SOURCE DOCUMENT.
§
At any one instant in time, the system is handling N bits in parallel. That is spatial parallelism. Over successive clock cycles, those N-bit values arrive one after another. That is temporal serialism.

To support this behaviour, combinational logic is placed between registers (a block of dffs).

  • The registers define pipeline stages.
  • At each clock edge, a new input set enters the pipeline, and the result of the previous set moves to the next stage.
  • Values are captured, held, and transferred forward only on clock edges.

This structure is known as a pipeline.

Simple Registered Adder

A simple registered adder behave as follows:

    Input Register  →  Combinational Adder  →  Output Register 

The registers act as time boundaries. They ensure that:

  • New inputs are accepted only at defined instants
  • The adder output has an entire clock period to settle.
  • Only a stable, complete result is forwarded to the next stage.

We can build this easily in Lucid, following this arrangement:

    module registered_rca#(
        SIZE = 8 : SIZE > 0
    ) (
        input a[SIZE],  
        input b[SIZE],  
        output s[SIZE], 
        input clk, 
        input rst
    ) {

        dff value_a[SIZE](.clk(clk), .rst(rst), #INIT(0))
        dff value_b[SIZE](.clk(clk), .rst(rst), #INIT(0))
        dff value_s[SIZE](.clk(clk), .rst(rst), #INIT(0))
        
        rca rca(.a(value_a.q), .b(value_b.q))
§
DATA ROWS.
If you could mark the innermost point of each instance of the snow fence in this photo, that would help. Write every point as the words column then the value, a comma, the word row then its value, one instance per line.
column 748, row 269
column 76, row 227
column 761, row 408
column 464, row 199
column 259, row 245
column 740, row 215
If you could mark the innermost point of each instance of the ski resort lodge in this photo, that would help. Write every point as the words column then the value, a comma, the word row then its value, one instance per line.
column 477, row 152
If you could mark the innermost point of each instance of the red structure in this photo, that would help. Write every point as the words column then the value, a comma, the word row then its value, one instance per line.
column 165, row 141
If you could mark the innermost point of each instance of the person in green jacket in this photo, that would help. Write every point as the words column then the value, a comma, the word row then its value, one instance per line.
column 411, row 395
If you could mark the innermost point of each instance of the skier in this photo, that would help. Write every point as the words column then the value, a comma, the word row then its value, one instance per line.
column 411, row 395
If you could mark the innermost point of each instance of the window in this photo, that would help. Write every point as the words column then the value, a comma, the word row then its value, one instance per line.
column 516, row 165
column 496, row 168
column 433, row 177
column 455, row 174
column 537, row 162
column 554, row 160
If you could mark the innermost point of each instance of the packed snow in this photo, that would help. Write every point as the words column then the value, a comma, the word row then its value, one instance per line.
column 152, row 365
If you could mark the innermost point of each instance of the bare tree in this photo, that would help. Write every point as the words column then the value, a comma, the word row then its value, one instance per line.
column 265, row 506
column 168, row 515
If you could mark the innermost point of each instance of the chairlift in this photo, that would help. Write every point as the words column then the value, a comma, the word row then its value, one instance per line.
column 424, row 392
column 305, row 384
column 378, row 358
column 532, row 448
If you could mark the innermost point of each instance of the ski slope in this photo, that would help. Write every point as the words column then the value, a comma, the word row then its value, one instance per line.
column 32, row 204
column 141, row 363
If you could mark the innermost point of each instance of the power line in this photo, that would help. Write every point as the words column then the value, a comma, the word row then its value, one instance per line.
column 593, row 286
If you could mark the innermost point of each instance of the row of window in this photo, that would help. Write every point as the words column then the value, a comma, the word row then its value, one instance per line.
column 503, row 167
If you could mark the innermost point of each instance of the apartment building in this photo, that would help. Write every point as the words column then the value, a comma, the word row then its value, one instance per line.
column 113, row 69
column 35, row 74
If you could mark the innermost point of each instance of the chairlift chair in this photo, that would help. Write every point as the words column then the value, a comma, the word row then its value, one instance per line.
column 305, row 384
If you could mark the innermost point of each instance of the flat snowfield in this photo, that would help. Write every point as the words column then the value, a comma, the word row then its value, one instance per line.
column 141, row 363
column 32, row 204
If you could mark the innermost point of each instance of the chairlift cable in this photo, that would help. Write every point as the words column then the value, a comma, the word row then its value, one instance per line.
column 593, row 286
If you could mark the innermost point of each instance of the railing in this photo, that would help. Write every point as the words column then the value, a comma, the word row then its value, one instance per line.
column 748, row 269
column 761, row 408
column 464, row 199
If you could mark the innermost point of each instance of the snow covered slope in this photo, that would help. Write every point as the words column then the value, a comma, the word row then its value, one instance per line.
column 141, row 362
§
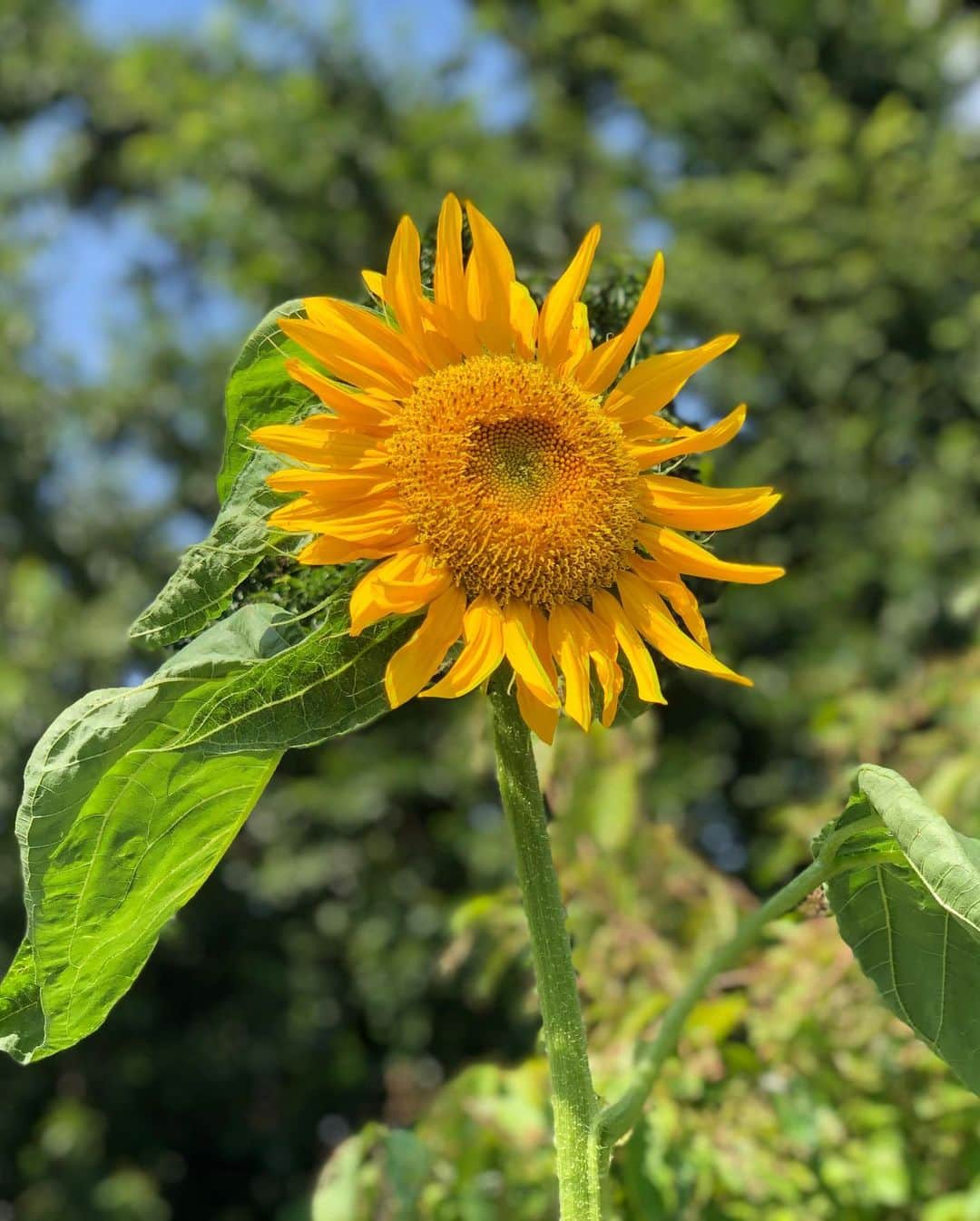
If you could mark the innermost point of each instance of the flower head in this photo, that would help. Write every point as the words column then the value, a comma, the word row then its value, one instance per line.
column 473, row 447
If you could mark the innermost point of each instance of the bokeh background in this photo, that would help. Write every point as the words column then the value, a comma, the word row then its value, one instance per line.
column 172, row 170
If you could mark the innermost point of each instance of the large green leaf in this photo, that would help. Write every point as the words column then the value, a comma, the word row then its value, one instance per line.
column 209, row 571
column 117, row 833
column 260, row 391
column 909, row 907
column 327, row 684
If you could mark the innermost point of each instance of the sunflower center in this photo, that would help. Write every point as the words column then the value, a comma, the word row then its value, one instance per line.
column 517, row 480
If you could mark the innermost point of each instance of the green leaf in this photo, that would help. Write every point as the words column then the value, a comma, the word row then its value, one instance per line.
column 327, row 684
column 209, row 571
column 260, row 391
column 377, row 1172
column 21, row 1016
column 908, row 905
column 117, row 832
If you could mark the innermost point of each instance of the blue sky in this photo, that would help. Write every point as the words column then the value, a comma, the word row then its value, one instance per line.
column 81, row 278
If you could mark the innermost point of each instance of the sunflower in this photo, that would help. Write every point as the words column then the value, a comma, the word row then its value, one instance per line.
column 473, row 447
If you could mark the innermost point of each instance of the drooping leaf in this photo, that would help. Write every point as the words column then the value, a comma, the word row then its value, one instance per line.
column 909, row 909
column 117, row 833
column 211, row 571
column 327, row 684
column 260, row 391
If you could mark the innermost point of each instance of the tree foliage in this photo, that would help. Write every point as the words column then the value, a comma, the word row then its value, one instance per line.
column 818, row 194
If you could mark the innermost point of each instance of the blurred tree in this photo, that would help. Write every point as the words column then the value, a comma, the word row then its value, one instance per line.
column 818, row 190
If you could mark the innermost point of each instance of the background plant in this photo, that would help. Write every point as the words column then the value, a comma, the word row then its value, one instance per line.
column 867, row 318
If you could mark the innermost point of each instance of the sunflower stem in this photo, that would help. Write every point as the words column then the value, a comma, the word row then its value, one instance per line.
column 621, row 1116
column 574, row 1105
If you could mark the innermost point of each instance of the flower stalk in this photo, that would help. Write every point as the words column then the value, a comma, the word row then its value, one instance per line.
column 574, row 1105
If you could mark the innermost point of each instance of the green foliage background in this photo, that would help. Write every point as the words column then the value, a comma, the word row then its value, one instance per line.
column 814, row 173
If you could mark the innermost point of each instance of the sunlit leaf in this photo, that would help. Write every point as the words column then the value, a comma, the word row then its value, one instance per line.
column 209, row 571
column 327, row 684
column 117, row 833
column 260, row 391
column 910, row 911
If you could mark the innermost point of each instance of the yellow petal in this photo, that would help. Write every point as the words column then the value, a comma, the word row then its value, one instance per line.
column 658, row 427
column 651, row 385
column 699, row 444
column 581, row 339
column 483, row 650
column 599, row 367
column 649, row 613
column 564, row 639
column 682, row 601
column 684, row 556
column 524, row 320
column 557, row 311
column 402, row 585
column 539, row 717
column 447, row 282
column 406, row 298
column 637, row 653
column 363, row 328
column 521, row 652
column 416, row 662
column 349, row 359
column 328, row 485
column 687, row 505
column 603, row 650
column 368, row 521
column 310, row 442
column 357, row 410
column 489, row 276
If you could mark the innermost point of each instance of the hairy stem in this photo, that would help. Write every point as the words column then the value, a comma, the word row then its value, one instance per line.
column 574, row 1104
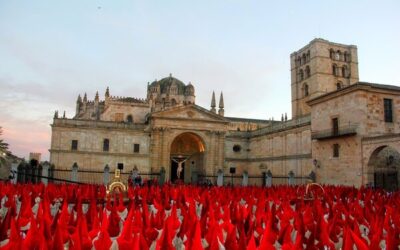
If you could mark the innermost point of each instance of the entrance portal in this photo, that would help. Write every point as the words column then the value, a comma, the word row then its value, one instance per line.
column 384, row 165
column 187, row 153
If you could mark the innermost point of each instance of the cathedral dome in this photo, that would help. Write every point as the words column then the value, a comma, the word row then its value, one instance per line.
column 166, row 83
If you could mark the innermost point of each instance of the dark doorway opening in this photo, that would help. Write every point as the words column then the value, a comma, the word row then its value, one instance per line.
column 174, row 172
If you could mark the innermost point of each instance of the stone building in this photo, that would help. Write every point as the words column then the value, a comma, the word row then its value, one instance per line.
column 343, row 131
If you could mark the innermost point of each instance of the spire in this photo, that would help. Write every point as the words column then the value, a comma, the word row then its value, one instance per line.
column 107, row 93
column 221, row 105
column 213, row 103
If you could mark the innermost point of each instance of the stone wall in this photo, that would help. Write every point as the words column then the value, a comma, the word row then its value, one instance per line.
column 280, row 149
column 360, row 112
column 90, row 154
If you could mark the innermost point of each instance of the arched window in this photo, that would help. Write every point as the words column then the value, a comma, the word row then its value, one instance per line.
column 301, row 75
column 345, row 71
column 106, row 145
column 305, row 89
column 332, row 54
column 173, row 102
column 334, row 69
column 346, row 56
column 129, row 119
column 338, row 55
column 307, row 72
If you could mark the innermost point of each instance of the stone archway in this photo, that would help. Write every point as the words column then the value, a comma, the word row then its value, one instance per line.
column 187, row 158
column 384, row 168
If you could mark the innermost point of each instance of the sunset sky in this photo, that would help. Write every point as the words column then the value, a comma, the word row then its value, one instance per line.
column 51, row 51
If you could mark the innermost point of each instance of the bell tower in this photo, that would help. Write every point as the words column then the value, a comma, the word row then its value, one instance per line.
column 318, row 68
§
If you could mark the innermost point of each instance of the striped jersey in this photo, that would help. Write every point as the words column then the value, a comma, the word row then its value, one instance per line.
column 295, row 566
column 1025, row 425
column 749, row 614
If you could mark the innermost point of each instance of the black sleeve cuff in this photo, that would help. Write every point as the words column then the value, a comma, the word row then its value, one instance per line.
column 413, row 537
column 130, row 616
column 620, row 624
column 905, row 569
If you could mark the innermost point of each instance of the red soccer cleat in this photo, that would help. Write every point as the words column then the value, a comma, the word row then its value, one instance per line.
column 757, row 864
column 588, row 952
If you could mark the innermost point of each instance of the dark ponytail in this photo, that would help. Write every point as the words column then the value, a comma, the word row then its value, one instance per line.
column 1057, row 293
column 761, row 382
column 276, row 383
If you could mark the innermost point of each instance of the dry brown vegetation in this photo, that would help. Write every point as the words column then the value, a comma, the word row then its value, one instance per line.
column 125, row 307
§
TASK REQUIREMENTS.
(a) Can you condense the paragraph in the pipelining text that begins "At any one instant in time" into one sentence while keeping its main facts?
(b) Answer these questions from the pipelining text:
(i) What is placed between registers to support pipelined behavior?
(ii) What do the registers in a simple registered adder act as?
(iii) What value is SIZE given in the Lucid module registered_rca?
Answer using only the pipelining text; the material plays no part.

SOLVED TASKS.
(a) At each instant the system handles N bits in parallel (spatial parallelism), while successive N-bit values arrive one after another over clock cycles (temporal serialism).

(b)
(i) Combinational logic.
(ii) Time boundaries.
(iii) 8.